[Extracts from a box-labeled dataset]
+ + + + + + +
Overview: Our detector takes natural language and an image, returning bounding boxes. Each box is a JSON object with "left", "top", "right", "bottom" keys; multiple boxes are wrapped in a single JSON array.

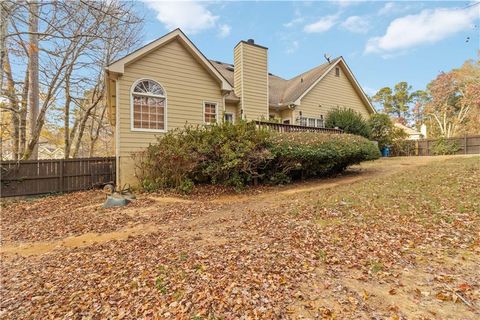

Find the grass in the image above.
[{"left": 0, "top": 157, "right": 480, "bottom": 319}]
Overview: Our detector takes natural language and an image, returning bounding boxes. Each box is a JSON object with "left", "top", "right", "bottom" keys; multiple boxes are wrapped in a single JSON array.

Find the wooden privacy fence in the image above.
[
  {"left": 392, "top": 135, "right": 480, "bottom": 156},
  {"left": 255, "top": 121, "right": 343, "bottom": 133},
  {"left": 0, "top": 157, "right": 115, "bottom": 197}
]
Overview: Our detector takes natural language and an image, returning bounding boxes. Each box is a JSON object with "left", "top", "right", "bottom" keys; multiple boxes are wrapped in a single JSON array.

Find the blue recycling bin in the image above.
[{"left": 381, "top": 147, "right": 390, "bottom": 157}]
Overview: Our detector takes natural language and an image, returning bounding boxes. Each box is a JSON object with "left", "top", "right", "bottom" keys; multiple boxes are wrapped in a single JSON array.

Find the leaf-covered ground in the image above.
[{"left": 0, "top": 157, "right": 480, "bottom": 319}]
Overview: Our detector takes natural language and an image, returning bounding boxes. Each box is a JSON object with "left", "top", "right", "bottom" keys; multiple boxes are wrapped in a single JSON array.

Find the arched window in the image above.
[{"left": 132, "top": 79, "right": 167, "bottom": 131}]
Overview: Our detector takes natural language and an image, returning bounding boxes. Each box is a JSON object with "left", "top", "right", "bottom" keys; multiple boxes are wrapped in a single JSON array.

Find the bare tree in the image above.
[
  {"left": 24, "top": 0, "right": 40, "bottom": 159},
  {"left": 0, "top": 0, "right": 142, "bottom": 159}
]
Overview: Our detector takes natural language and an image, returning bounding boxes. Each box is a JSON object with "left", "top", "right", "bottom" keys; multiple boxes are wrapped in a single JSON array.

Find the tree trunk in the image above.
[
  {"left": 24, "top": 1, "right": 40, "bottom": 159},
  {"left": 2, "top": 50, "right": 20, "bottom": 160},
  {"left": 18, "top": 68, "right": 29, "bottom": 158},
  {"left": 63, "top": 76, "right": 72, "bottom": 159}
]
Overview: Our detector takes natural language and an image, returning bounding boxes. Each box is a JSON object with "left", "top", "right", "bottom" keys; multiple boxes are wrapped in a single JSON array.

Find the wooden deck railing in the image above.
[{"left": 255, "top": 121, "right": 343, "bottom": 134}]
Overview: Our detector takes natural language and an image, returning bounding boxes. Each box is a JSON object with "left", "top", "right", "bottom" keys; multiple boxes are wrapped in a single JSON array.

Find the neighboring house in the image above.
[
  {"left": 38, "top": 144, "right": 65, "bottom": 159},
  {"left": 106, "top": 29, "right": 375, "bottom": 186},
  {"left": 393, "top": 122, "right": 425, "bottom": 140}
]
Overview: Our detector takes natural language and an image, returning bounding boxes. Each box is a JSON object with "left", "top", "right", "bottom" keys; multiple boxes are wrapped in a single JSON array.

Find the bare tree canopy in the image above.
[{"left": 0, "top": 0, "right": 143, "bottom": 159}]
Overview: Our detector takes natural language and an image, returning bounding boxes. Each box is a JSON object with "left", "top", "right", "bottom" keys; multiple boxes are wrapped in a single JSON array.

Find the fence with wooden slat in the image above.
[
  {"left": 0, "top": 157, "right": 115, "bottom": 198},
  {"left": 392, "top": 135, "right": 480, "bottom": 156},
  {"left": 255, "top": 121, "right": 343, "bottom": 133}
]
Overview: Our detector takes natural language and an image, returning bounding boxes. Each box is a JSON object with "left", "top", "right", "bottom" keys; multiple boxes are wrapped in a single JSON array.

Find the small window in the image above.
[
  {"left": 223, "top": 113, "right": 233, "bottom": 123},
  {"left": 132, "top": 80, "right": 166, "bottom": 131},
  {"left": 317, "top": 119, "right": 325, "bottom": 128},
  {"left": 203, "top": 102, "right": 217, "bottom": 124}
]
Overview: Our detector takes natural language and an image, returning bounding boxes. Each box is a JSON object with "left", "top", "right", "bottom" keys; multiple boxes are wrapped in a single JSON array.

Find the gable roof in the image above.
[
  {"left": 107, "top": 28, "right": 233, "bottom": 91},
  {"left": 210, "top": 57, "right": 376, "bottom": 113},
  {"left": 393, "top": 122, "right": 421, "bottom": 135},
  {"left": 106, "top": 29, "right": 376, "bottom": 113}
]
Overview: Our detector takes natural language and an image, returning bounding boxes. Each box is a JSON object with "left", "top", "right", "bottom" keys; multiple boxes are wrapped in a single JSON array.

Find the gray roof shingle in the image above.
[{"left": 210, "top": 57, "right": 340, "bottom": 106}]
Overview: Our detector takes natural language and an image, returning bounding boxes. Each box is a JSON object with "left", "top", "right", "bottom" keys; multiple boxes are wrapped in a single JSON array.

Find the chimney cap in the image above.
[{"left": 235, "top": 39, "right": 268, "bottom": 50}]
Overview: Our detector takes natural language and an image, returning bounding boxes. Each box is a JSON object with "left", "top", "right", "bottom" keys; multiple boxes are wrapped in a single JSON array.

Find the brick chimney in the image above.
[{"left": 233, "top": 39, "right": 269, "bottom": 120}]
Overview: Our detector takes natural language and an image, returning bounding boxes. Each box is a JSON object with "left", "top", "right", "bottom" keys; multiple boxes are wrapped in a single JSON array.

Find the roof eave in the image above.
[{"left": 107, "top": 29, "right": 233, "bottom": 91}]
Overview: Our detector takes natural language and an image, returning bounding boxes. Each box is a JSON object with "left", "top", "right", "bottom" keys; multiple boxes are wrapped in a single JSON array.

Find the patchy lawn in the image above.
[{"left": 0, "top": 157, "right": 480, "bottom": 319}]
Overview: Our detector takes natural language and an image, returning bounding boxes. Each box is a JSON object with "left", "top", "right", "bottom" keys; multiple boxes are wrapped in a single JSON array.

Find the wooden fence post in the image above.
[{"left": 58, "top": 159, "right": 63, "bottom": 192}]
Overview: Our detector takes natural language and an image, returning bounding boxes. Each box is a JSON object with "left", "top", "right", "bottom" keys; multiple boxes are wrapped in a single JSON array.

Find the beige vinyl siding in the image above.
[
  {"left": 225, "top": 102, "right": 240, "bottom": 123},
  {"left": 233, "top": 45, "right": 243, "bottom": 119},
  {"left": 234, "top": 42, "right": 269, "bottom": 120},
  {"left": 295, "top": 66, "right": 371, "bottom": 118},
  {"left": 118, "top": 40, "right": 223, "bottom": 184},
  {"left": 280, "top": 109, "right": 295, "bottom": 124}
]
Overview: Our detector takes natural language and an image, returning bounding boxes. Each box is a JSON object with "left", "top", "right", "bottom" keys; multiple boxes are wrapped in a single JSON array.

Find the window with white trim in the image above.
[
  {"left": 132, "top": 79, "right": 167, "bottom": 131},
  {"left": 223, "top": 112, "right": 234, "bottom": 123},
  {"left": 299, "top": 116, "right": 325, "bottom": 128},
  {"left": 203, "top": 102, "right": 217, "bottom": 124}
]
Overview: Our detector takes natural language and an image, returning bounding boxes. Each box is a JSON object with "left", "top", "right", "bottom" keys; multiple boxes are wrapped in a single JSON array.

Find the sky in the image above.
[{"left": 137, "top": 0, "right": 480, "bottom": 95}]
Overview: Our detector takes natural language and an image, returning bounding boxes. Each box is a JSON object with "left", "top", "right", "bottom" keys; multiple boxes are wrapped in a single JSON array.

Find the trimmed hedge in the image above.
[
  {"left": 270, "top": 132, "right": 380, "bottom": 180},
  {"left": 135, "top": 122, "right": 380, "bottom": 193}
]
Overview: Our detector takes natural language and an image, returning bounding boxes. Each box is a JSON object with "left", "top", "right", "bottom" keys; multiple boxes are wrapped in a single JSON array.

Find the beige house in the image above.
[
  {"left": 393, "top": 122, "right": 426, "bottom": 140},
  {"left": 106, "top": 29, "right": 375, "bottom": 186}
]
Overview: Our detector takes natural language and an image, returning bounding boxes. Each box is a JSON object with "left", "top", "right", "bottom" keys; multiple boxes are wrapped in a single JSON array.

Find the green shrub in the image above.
+ + + + + + +
→ **Set problem**: Please state how many lines of the listing above contain the string "beige", counting only matches with identical capitalization. Reply with the number alone.

→ **Exercise solution**: 2